## [What you will do]
Please return each line of the entries below that contains the word "large". Case counts.

(Dataset rows)
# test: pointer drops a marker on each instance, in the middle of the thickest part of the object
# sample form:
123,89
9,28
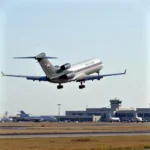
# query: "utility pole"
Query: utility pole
59,112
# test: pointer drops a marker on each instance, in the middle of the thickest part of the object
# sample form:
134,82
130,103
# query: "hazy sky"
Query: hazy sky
115,31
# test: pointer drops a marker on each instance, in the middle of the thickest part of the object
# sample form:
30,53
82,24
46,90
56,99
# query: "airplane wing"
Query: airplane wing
38,78
98,77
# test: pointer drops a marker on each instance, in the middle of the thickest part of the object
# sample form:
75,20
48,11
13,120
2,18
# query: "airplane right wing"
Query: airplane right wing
98,77
38,78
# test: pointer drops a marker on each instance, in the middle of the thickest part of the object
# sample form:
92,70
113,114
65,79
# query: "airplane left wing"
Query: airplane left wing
38,78
98,77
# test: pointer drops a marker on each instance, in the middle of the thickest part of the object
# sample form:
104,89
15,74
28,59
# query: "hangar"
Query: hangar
102,114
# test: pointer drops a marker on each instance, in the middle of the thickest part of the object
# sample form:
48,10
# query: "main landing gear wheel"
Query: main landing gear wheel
59,86
81,86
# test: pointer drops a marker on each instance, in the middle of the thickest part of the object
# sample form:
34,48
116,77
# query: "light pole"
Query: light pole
59,111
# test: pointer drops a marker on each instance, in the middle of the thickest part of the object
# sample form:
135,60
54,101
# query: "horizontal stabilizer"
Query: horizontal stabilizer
46,57
34,78
40,56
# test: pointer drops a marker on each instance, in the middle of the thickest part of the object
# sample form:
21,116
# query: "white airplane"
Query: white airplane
113,119
138,119
6,119
79,72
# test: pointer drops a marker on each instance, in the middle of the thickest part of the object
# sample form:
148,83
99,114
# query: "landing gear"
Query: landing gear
81,86
59,86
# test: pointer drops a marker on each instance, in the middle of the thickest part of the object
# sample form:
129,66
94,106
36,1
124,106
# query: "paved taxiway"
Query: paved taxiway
75,134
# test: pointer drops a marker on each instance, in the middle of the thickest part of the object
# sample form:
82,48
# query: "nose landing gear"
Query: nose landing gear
59,86
81,86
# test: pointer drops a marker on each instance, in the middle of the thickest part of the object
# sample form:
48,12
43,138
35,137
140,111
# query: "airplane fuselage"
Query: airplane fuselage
81,70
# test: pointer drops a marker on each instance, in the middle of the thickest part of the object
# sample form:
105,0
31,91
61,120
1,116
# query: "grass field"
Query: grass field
80,143
73,127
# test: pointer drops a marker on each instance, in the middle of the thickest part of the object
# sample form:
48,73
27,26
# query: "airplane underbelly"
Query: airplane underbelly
93,70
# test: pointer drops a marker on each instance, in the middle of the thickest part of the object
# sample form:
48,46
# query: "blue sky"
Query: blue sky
116,32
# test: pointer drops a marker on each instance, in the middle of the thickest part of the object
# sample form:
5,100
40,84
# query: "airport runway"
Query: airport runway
75,134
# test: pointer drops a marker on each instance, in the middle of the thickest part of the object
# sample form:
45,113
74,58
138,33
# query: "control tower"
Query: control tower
115,104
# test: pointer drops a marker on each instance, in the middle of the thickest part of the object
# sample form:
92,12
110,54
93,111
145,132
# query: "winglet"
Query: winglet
125,71
2,73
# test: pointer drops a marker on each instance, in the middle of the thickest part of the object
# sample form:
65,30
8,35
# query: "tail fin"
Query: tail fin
109,115
23,114
45,64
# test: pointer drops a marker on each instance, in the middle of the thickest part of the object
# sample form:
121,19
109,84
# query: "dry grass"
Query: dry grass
74,127
80,143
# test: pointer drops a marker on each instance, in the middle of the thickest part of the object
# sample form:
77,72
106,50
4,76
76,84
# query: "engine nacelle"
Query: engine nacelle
65,66
68,76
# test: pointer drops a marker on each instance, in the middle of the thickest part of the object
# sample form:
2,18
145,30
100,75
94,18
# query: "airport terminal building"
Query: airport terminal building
102,114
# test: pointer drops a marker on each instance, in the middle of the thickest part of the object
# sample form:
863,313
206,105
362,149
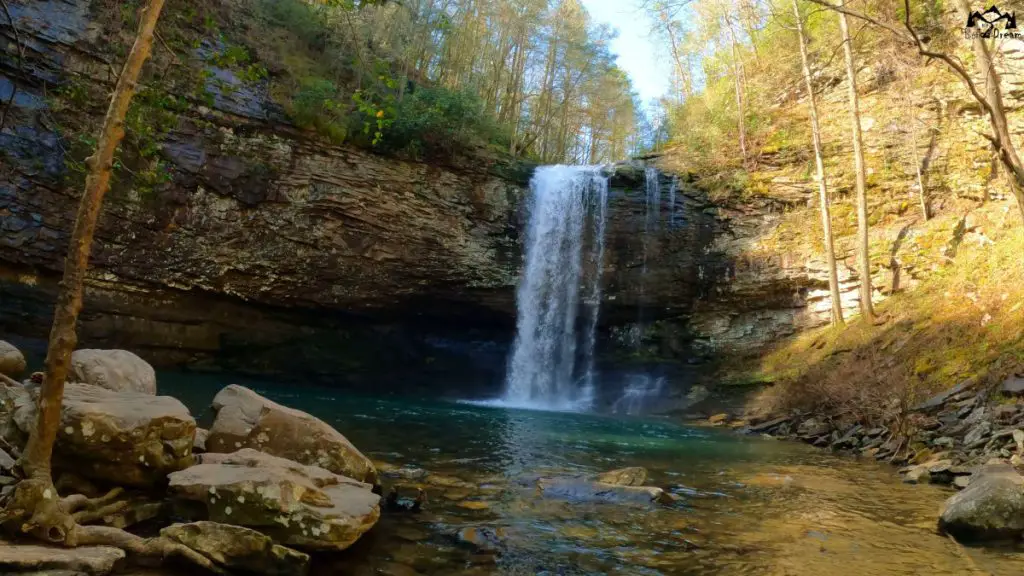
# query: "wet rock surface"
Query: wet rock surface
952,435
29,559
297,505
990,507
124,438
238,548
117,370
582,490
245,419
633,476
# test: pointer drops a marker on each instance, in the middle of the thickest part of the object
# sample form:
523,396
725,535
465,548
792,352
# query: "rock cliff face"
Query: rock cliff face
263,249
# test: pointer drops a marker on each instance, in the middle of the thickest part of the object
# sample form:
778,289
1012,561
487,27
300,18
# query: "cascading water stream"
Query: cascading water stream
672,201
552,363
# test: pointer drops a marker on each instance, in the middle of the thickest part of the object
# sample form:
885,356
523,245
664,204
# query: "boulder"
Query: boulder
127,438
10,398
633,476
92,561
246,419
582,490
991,506
296,504
199,443
11,360
940,399
1013,385
482,538
238,548
113,369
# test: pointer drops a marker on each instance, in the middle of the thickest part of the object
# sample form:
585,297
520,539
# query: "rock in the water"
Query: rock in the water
113,369
581,490
199,443
1014,385
235,547
633,476
11,360
245,419
482,538
940,399
93,561
295,504
978,434
990,507
918,475
127,438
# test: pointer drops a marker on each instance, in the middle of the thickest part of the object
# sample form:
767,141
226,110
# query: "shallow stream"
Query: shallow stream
747,505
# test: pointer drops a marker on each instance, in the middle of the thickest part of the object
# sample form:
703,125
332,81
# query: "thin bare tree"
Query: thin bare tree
837,303
990,100
35,507
863,254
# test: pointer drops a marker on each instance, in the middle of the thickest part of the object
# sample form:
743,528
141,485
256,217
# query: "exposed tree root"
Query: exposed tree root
36,509
158,548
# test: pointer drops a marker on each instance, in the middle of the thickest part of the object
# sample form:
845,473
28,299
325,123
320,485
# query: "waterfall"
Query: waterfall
552,362
672,201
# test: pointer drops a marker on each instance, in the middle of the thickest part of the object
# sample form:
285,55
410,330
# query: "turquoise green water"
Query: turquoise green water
747,505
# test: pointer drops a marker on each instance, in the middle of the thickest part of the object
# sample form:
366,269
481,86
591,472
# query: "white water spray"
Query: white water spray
552,362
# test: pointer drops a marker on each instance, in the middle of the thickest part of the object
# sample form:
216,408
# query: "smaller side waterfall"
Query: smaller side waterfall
672,201
552,362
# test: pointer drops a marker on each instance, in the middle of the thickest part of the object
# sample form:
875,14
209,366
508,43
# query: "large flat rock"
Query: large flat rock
238,548
246,419
296,504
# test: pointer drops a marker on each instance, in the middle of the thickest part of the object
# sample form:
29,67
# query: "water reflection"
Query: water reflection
748,506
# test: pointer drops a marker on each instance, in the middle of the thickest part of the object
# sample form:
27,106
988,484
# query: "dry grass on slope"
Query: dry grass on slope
964,320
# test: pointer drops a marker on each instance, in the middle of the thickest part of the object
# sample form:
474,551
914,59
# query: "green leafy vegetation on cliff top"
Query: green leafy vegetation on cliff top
944,238
429,78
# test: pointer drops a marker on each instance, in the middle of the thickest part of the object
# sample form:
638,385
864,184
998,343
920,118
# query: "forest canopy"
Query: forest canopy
534,78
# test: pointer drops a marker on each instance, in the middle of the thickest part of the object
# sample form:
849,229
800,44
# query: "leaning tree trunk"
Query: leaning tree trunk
997,114
837,313
863,255
36,491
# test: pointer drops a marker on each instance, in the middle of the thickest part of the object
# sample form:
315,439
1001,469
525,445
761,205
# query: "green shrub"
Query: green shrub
315,106
299,17
436,120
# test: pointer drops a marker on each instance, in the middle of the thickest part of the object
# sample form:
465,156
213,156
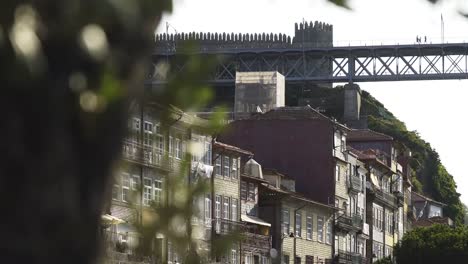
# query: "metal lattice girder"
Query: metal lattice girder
341,64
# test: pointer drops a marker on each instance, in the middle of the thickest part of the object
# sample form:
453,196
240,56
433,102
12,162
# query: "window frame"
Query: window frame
251,192
157,191
309,227
298,227
244,190
226,167
125,187
320,228
226,208
329,233
234,209
286,221
147,200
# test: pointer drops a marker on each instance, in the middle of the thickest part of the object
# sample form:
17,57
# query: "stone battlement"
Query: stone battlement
316,34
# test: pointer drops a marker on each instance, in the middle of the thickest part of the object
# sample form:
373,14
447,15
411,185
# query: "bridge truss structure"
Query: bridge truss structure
350,64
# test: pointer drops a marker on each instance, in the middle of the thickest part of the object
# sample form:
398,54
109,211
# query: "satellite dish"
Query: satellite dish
273,253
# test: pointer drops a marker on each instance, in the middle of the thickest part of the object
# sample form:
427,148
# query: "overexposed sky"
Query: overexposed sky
436,109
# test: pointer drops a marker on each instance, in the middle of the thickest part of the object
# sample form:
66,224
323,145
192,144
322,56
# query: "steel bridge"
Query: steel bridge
350,64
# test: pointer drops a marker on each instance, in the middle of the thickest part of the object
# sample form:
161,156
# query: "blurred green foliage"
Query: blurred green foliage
434,244
429,175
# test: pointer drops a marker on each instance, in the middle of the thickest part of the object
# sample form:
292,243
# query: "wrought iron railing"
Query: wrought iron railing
256,242
357,221
385,197
147,155
355,183
121,248
225,226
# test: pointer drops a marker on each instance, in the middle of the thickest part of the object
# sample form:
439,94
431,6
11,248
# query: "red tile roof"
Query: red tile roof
225,146
367,135
294,113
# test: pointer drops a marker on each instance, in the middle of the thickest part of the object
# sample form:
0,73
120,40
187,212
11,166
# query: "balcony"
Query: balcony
348,223
121,248
350,258
386,198
225,226
253,241
146,155
400,197
355,184
357,221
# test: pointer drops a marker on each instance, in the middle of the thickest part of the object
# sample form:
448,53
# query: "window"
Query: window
251,192
125,187
233,256
249,258
377,250
286,221
178,148
298,224
378,218
234,209
116,192
243,190
136,123
157,190
343,143
226,208
218,165
320,228
337,173
218,212
226,166
297,260
135,182
388,251
159,138
147,191
389,219
218,206
207,158
329,232
234,169
308,228
171,146
208,210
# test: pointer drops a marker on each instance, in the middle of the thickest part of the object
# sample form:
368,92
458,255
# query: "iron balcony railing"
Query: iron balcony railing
146,155
253,241
387,198
225,226
350,258
121,248
357,221
355,183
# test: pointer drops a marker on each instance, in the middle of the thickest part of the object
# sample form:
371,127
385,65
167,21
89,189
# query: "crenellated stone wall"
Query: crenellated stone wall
307,34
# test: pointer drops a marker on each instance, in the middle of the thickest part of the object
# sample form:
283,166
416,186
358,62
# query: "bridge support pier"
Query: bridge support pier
352,106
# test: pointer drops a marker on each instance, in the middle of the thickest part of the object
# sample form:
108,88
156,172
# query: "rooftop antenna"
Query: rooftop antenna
442,28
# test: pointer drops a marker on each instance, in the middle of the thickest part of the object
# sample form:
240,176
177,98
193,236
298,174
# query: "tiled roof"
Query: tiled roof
366,135
421,198
299,196
293,113
231,148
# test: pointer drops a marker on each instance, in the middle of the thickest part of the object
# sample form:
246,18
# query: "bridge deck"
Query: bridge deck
336,64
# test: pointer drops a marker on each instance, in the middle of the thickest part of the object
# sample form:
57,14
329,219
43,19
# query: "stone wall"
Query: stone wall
308,34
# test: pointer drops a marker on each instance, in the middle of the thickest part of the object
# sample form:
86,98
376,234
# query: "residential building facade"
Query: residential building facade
302,229
310,147
384,190
151,153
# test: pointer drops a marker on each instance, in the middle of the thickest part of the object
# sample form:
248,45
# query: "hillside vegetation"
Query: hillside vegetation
429,175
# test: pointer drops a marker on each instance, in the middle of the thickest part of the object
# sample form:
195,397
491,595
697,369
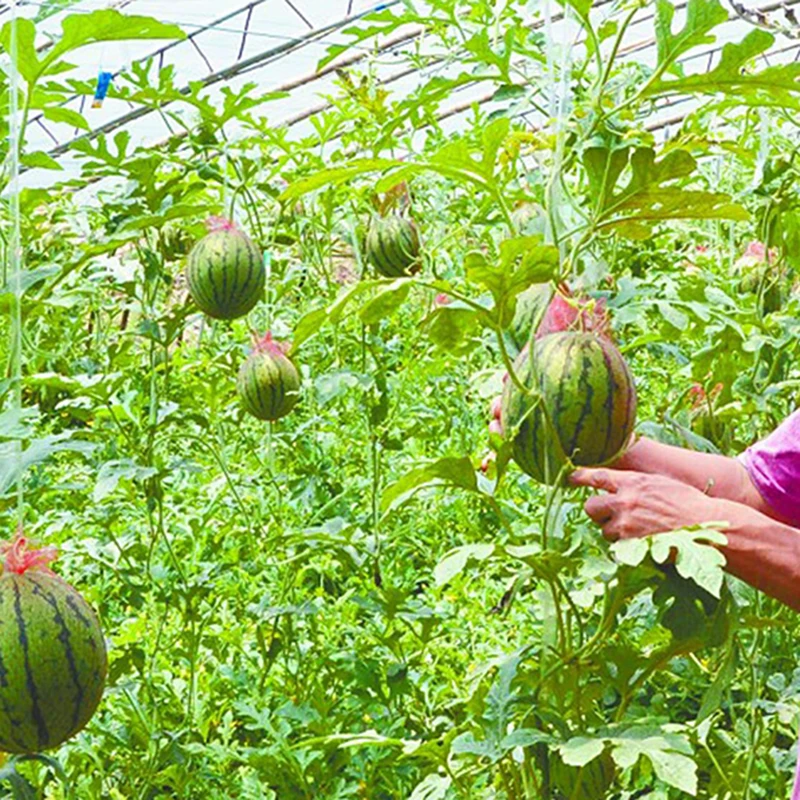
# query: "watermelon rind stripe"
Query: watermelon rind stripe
226,274
392,245
587,394
268,385
30,683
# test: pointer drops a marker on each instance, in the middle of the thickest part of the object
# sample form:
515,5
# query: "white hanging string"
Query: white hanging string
15,261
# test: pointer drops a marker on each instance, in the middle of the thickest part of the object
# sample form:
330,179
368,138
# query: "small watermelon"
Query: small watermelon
52,654
586,406
268,382
225,272
392,245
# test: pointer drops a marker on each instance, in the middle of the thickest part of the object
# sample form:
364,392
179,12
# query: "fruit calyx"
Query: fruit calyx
266,344
19,559
214,224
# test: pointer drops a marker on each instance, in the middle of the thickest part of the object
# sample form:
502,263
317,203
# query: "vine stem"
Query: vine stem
16,132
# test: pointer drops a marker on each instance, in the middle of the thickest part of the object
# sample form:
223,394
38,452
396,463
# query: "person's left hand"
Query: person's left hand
637,504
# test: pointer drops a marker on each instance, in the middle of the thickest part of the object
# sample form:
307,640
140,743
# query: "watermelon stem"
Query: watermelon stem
19,560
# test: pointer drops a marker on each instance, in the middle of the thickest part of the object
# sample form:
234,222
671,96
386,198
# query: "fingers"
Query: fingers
609,480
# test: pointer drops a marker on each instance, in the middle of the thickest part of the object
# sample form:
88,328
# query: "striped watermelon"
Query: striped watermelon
268,382
587,395
392,245
225,272
52,654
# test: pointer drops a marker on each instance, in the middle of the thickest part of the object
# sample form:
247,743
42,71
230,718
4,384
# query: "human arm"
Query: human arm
761,550
714,475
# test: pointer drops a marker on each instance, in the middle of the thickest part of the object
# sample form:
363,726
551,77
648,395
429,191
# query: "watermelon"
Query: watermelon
392,245
225,272
567,312
52,654
586,407
268,382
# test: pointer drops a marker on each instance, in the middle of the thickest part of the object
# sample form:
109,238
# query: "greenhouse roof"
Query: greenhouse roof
278,44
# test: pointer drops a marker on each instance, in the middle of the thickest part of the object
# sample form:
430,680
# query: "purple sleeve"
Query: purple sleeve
774,467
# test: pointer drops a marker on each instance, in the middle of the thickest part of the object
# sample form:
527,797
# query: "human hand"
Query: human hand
637,504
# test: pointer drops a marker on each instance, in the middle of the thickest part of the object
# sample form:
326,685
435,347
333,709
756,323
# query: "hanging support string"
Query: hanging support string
15,261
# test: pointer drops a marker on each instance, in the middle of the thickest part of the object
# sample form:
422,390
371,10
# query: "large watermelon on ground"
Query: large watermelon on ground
52,654
392,245
268,382
225,272
586,406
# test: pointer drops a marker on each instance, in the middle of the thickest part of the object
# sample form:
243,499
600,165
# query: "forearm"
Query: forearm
763,552
717,476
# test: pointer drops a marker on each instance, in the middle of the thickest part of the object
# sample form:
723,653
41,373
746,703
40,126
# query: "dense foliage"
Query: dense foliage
344,603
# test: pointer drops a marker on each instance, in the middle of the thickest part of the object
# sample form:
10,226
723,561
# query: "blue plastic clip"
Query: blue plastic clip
103,82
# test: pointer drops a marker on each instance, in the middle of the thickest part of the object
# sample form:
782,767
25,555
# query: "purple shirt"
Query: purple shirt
774,468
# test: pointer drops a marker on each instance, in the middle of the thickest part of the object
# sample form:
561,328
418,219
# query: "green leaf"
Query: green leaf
336,176
537,263
702,16
453,326
108,25
670,755
649,197
580,751
38,450
455,561
308,325
27,59
452,472
691,550
79,30
40,160
778,85
695,557
67,116
388,299
432,787
604,166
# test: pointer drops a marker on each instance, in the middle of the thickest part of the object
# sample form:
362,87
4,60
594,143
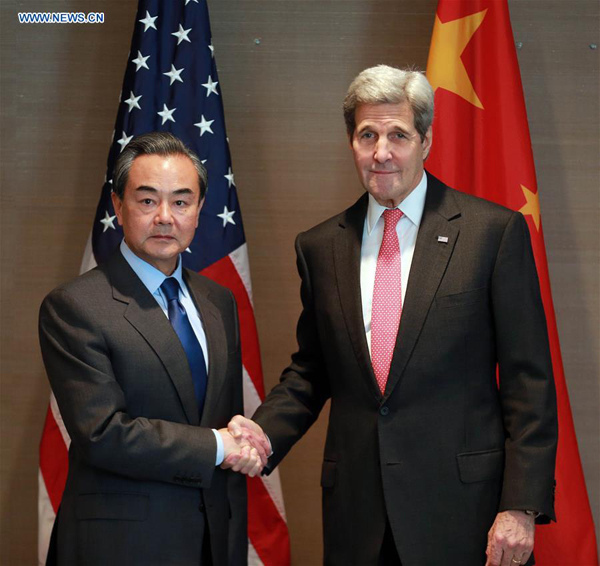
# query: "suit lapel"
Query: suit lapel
216,339
429,263
346,252
144,313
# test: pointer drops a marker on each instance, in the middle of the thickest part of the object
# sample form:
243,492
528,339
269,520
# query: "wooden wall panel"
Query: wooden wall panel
282,95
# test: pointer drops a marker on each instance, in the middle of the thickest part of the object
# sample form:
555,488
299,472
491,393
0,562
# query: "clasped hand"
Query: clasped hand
247,449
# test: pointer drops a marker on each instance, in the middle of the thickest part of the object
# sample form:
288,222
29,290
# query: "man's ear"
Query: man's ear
117,205
202,200
427,142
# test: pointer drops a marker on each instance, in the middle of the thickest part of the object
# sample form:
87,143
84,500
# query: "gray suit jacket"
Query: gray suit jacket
142,486
443,449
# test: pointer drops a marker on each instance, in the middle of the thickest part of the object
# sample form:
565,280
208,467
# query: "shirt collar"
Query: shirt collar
151,277
412,206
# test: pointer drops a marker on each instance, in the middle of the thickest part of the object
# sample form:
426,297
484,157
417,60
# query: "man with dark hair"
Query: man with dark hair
143,357
411,299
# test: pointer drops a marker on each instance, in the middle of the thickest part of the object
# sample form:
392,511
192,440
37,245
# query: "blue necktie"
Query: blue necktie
181,324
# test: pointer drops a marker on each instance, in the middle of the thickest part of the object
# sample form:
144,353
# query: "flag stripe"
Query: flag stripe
225,273
267,529
53,460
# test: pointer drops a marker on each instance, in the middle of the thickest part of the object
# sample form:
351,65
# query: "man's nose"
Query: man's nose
163,214
382,150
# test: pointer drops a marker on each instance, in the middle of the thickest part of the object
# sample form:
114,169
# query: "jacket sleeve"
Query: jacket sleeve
526,381
94,408
294,404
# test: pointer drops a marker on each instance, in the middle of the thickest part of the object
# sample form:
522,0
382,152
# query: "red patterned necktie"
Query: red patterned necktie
387,299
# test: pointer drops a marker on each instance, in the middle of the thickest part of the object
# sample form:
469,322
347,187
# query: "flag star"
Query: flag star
148,21
227,216
210,87
182,34
167,114
108,221
204,125
532,206
445,68
140,61
124,141
229,178
132,101
174,74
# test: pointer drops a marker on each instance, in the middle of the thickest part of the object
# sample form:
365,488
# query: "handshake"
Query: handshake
247,448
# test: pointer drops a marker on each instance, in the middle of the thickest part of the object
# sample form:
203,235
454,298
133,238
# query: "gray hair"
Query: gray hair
389,85
154,143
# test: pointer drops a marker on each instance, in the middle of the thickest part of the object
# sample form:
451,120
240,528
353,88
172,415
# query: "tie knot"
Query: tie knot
391,216
170,288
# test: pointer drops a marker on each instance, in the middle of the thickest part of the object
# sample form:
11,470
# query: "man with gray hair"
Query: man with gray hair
411,299
143,357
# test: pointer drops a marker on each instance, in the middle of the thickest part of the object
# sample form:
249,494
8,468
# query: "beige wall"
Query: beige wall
60,87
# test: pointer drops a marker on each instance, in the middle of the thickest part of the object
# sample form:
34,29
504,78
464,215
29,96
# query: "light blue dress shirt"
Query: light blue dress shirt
152,279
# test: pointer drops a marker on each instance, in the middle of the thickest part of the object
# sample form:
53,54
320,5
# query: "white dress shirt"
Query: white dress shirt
407,229
152,279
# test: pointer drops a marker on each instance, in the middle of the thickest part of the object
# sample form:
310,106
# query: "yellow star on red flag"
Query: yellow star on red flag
532,206
445,68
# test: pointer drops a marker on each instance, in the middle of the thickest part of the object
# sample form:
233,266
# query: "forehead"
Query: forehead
163,172
384,114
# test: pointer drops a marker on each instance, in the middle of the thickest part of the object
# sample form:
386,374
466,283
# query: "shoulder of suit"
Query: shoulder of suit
92,281
205,284
471,207
331,225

## [Finished exercise]
# query: "large flat rock"
Query: large flat rock
# query: "large watermelon on ground"
Query: large watermelon on ground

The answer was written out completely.